Text section

---*---

# Where To Buy 5 Gallon (19 L) Glass Carboy?



## The Big Burper (10/10/09)

Hello dere,

Anybody know where to buy a 5 gallon (19 L) glass carboy at a reasonable price?



ta
BB


----------



## davewaldo (10/10/09)

I think CraftBrewer have them, but not on their site. I've seen them in store, not sure of price. Otherwise There is a place called the homebrew barn on the north side of Brisbane which stocks a variety of sizes at ok prices.


----------



## davewaldo (10/10/09)

Here is a link: Homebrew Barn then click on demijons


----------



## Sammus (10/10/09)

yeah pretty much every hbs i go into has them. I think theyre prices at about $75 upwards, i cant remember exactly i havent looked at em in years, but that number rings a bell. I think i paid about that for my 23L one.


----------



## troopa (10/10/09)

And talking about carboys
I came across this in an old mag
http://www.brewsource.com/ProdNav/Eq_439.asp

Anyone used em or seen them at all?

Tom


----------



## rackemup (10/10/09)

Hi
I purchased a 25 ltr glass demi-john not long ago and it was about half the price of a 20 ltr glass carboy, I couldnt find any reason why it was cheaper other than looks and ive put down a brew in it and it worked fine...also having a lower centre of gravity makes demi-johns almost impossible to knock over and smash.


----------



## katzke (11/10/09)

Unless you want it for a secondary vessel I would get a bigger one. I have 2 5-gallon ones and a 6- gallon one. The 6 gets used all the time. If it is full I will use a bucket before one of the fives. Just not enough room in a 5-gallon carboy for a full batch of AG beer.

The fives were common because that is what bottled water came in.


----------



## reVoxAHB (11/10/09)

Grain and Grape sell them for $59. and the can provide shipping. 

Hey *Rack'EmUp, *I've often wondered why homebrewers don't use glass winemaking jugs, like the one you've picked up. I've thought about it myself. Most come with plastic carrying/protective shells which seem a great idea (I use milk crates w/my 23L carboys).

---*---

Segmentation mask data
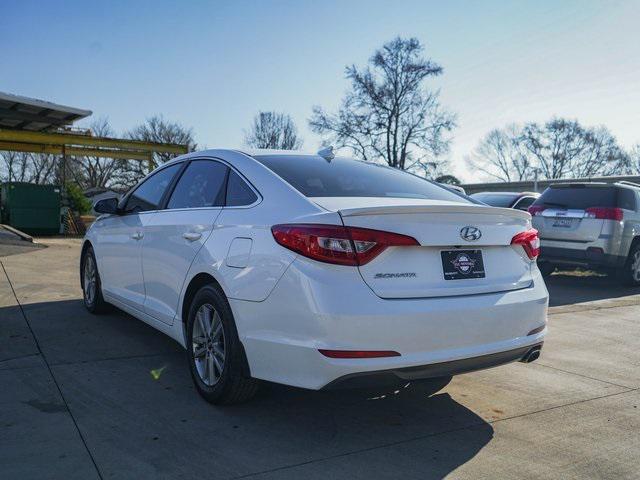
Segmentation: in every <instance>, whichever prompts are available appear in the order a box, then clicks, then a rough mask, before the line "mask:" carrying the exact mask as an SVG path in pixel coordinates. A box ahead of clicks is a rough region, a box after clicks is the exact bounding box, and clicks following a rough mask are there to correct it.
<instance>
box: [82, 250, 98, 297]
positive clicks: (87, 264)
mask: <svg viewBox="0 0 640 480" xmlns="http://www.w3.org/2000/svg"><path fill="white" fill-rule="evenodd" d="M97 273H98V272H97V269H96V263H95V261H94V259H93V255H90V254H87V256H86V258H85V260H84V272H83V287H84V288H83V290H84V299H85V301H86V302H87V304H89V305H91V304H92V303H93V301H94V299H95V298H96V288H97Z"/></svg>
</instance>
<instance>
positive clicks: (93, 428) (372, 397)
mask: <svg viewBox="0 0 640 480" xmlns="http://www.w3.org/2000/svg"><path fill="white" fill-rule="evenodd" d="M44 243H45V244H47V247H48V248H44V249H35V250H32V249H29V251H28V252H27V253H20V252H16V251H15V250H10V251H9V250H7V251H5V252H4V253H12V255H10V256H8V255H7V256H2V255H3V250H2V248H1V246H0V256H1V258H0V262H1V263H2V268H1V269H0V478H1V479H14V478H15V479H29V478H34V479H35V478H37V479H46V478H56V479H57V478H64V479H72V478H78V479H91V478H102V479H128V478H131V479H140V478H198V479H203V478H211V479H227V478H230V479H231V478H256V479H280V478H287V479H299V478H305V479H308V480H310V479H315V478H318V479H323V480H325V479H327V478H349V479H372V478H389V479H392V478H393V479H395V478H409V479H412V478H416V479H430V478H442V477H448V478H456V479H483V478H486V479H495V478H531V479H534V478H535V479H540V478H562V479H571V478H576V479H577V478H610V479H621V478H629V479H632V478H633V479H635V478H638V475H639V474H638V472H639V471H640V435H639V432H640V408H639V407H638V406H639V405H640V392H639V390H638V389H639V388H640V368H639V367H640V340H639V338H640V295H638V293H640V292H638V291H637V290H633V289H628V288H622V287H619V286H617V284H616V283H615V281H614V280H612V279H610V278H608V277H599V276H580V275H573V274H556V275H553V276H552V277H551V278H550V279H549V282H548V286H549V290H550V293H551V304H552V308H551V310H550V321H549V328H550V333H549V336H548V338H547V342H546V344H545V347H544V349H543V353H542V357H541V358H540V360H539V361H537V362H535V363H533V364H528V365H525V364H521V363H516V364H511V365H507V366H503V367H499V368H496V369H492V370H487V371H483V372H477V373H472V374H467V375H461V376H459V377H456V378H454V380H453V381H452V382H451V383H450V384H449V385H448V386H447V387H446V388H445V389H443V390H442V391H440V392H438V393H437V394H434V395H431V396H429V395H428V392H425V391H424V390H423V389H421V388H420V387H419V386H414V385H409V386H408V387H407V388H405V389H402V390H400V391H396V392H379V393H386V394H384V395H380V394H378V395H376V396H375V398H374V396H372V394H371V392H363V391H337V392H309V391H304V390H298V389H294V388H288V387H284V386H278V385H266V386H265V388H263V389H262V391H261V393H260V394H259V396H258V397H257V398H256V399H255V400H253V401H252V402H250V403H247V404H244V405H240V406H234V407H224V408H220V407H214V406H212V405H209V404H207V403H206V402H204V401H203V400H201V399H200V397H199V396H198V395H197V393H196V392H195V391H194V388H193V386H192V383H191V378H190V376H189V372H188V368H187V364H186V362H185V359H184V353H183V351H182V349H181V347H179V346H178V345H177V344H176V343H175V342H173V341H172V340H170V339H169V338H167V337H165V336H163V335H162V334H161V333H159V332H157V331H155V330H153V329H152V328H151V327H148V326H146V325H145V324H144V323H142V322H140V321H138V320H135V319H133V318H132V317H130V316H128V315H126V314H124V313H122V312H119V311H117V310H114V311H113V312H111V313H109V314H106V315H102V316H92V315H90V314H88V313H87V312H86V311H85V310H84V307H83V305H82V302H81V300H80V299H81V291H80V288H79V282H78V255H79V250H80V240H63V239H49V240H45V241H44Z"/></svg>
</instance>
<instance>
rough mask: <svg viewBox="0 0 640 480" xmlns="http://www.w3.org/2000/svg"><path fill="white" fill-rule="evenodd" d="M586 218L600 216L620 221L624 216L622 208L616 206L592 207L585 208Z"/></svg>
mask: <svg viewBox="0 0 640 480" xmlns="http://www.w3.org/2000/svg"><path fill="white" fill-rule="evenodd" d="M585 214H586V215H585V217H586V218H598V219H602V220H616V221H620V220H622V219H623V218H624V212H623V211H622V209H621V208H615V207H591V208H587V209H586V210H585Z"/></svg>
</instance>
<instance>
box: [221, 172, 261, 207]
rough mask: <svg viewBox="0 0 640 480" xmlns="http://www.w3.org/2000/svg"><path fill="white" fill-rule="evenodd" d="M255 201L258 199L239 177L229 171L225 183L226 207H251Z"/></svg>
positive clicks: (244, 181)
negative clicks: (226, 194) (226, 206)
mask: <svg viewBox="0 0 640 480" xmlns="http://www.w3.org/2000/svg"><path fill="white" fill-rule="evenodd" d="M256 200H258V197H257V195H256V194H255V193H254V192H253V190H251V188H250V187H249V185H247V183H246V182H245V181H244V180H243V179H242V178H241V177H240V175H238V174H237V173H236V172H234V171H233V170H231V171H230V172H229V180H228V183H227V206H228V207H239V206H242V205H251V204H252V203H254V202H255V201H256Z"/></svg>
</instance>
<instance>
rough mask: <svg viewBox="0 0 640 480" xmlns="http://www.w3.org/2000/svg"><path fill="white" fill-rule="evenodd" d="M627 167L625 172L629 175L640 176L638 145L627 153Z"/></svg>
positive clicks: (639, 165) (638, 149) (639, 156)
mask: <svg viewBox="0 0 640 480" xmlns="http://www.w3.org/2000/svg"><path fill="white" fill-rule="evenodd" d="M628 156H629V165H628V168H627V172H628V173H629V174H631V175H640V143H636V144H635V145H634V146H633V147H631V150H629V153H628Z"/></svg>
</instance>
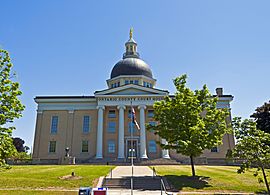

---*---

Activities
A. In the forum thread about glass carboys, what price does Grain and Grape sell them for?
B. How many lines of the entries contain the string "positive"? Case counts, and the reply should be only the number.

Task results
A. $59

B. 4